━━━━━ Reading passage ━━━━━
Entry into a Material Definitive Agreement.

Amendment to Credit Facility

On April 10, 2018, Babcock & Wilcox Enterprises, Inc. (the“Company”) entered into Amendment No. 6 to Credit Agreement (the“Amendment”), which amended the Credit Agreement, dated May 11, 2015 (as amended to date, including by the Amendment, the “Credit Agreement”), with Bank of America, N.A., as administrative agent and lender, and the other lenders party thereto, to, among other things: (1) modify the definition of EBITDA in the Credit Agreement to exclude up to $51.1 million of additional charges for certain Renewable segment contracts for the quarter ended March 31, 2018 and include in the fiscal quarter ended March 31, 2018 up to $20.0 million of anticipated receipts that will be recorded after March 31, 2018 on account of contractual bonuses and liquidated damages relief, which such receipts shall not then be included in EBITDA for the period actually received; (2) require the Company to pledge the equity interests of certain of its wholly-owned foreign subsidiaries, and to cause certain of the Company’s wholly-owned foreign subsidiaries to guarantee and provide collateral for its obligations under the Credit Agreement; (3) beginning with the quarter ending June 30, 2018, limit the Company to no more than $15.0 million of cumulative net income losses attributable to eight specified Vølund projects; (4) require the Company to reduce commitments under the Credit Agreement with the proceeds of certain debt issuances and asset sales; and (5) remove the Company’s ability to reinvest net cash proceeds from asset sales that trigger prepayment requirements.
━━━━━ Record set ━━━━━
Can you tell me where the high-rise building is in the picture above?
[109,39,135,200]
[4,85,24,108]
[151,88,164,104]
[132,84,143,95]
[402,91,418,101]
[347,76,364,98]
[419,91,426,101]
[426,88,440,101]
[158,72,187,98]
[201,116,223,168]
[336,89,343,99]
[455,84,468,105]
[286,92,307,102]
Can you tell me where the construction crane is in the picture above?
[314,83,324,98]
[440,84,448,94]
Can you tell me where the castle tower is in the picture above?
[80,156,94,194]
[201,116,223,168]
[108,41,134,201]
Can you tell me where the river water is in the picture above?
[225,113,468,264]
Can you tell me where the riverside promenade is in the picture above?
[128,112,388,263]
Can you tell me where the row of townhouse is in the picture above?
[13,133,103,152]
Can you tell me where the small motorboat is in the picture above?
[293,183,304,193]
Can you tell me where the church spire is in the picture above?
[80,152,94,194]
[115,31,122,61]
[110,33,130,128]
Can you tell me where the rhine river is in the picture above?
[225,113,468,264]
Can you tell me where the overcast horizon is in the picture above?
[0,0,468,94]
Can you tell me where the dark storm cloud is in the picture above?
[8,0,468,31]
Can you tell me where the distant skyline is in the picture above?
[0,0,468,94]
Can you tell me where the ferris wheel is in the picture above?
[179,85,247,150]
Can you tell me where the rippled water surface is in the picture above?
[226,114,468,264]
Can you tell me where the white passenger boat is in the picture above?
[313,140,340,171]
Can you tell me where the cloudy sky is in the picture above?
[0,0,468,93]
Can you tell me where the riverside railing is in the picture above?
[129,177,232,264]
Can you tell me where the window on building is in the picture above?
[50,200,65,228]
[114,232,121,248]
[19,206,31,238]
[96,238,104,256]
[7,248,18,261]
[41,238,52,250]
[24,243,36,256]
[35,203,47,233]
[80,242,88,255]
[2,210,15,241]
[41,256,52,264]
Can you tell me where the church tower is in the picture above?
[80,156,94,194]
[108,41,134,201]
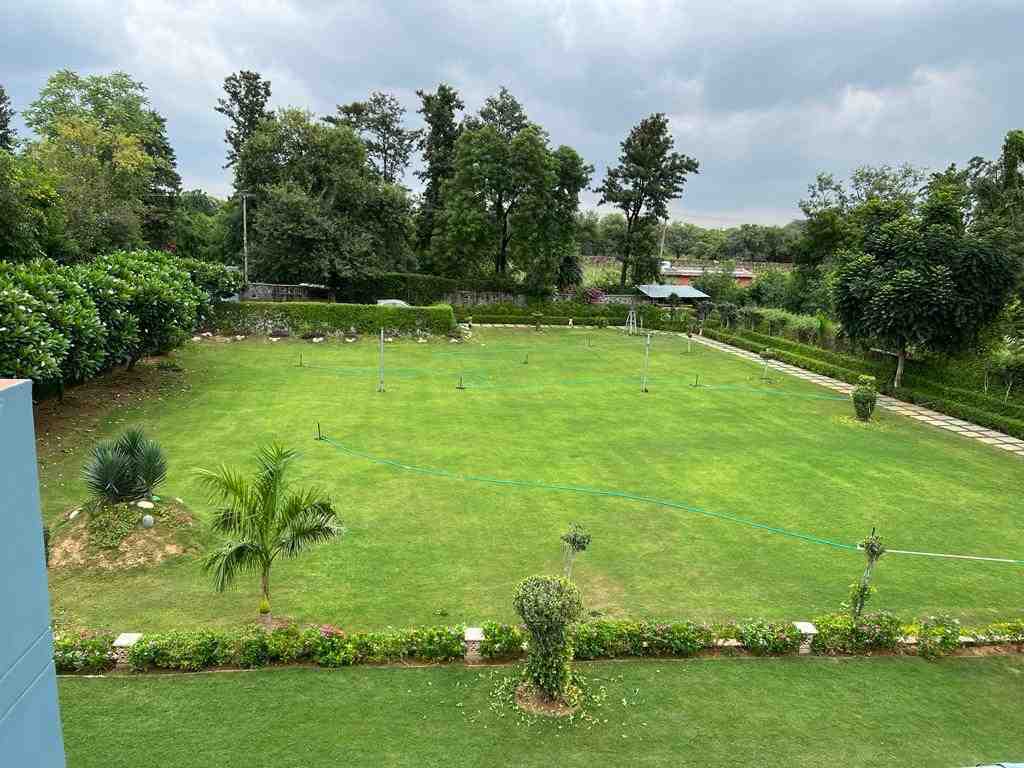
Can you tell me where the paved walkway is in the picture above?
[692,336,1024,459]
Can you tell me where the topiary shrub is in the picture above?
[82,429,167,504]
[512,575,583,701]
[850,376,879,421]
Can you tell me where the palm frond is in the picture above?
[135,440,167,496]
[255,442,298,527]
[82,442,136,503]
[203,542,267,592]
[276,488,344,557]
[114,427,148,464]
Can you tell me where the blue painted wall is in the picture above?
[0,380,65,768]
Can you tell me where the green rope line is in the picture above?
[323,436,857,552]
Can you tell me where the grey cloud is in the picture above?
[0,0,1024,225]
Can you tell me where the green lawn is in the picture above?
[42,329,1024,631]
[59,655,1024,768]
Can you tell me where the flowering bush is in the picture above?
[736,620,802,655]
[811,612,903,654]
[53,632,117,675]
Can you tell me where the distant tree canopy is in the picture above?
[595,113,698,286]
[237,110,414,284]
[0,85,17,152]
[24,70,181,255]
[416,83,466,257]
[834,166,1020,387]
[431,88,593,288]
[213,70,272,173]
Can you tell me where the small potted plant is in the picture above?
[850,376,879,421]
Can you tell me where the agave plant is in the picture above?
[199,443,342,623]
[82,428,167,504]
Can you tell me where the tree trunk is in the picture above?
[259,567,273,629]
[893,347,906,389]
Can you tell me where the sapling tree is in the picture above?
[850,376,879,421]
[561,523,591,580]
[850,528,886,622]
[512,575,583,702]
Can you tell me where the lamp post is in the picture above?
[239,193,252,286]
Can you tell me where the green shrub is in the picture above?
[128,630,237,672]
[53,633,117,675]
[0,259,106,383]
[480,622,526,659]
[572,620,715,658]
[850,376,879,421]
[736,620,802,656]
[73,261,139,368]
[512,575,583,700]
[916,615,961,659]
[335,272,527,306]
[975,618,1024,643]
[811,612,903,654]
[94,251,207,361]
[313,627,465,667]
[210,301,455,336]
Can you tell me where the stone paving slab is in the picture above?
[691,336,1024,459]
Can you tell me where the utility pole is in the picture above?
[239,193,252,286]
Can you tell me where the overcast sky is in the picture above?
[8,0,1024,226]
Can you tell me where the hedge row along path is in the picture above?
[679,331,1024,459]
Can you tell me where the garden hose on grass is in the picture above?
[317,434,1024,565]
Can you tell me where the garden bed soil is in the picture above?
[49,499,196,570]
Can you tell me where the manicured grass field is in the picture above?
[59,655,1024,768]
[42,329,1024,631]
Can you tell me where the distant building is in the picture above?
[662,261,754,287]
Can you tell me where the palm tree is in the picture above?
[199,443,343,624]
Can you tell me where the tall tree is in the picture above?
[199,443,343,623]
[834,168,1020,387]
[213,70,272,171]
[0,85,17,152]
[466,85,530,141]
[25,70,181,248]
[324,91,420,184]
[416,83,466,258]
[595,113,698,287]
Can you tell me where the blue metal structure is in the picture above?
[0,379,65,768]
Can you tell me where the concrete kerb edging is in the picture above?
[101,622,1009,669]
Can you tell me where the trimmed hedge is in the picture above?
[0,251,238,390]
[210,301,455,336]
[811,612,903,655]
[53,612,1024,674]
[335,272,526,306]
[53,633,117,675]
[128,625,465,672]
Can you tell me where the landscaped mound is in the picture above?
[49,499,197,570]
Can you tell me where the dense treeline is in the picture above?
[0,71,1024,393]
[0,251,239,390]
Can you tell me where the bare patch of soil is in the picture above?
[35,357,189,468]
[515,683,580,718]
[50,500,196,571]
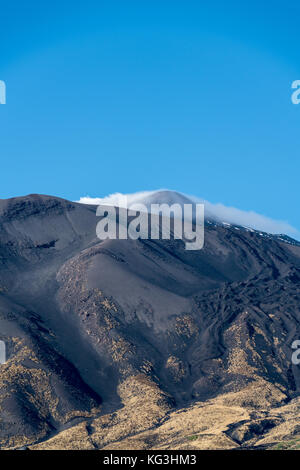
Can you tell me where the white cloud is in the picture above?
━━━━━
━━━━━ Record set ━━━━━
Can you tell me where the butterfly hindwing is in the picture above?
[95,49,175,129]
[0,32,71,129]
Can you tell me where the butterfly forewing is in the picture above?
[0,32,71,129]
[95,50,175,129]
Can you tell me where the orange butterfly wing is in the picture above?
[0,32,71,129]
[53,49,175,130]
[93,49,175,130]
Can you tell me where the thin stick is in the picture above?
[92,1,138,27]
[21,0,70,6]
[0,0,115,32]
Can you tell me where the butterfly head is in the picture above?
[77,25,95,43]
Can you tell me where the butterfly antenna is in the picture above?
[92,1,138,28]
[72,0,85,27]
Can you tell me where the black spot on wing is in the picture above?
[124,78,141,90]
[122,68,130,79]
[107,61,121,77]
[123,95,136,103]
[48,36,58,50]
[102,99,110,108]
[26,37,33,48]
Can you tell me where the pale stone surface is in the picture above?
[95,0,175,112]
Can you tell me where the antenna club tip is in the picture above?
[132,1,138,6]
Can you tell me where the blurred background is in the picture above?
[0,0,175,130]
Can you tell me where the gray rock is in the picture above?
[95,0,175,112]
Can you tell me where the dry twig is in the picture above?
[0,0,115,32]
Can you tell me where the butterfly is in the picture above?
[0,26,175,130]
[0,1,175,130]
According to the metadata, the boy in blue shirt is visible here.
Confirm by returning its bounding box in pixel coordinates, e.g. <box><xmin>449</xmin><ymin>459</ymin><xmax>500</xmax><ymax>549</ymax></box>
━━━━━
Stated exercise:
Answer from the credit amendment passage:
(a) What date does the original Credit Agreement carry?
(b) What is the limit on cumulative net income losses attributable to the eight specified Vølund projects?
(c) Which bank acts as administrative agent?
The rows are not needed.

Solution to this problem:
(a) May 11, 2015
(b) $15.0 million
(c) Bank of America, N.A.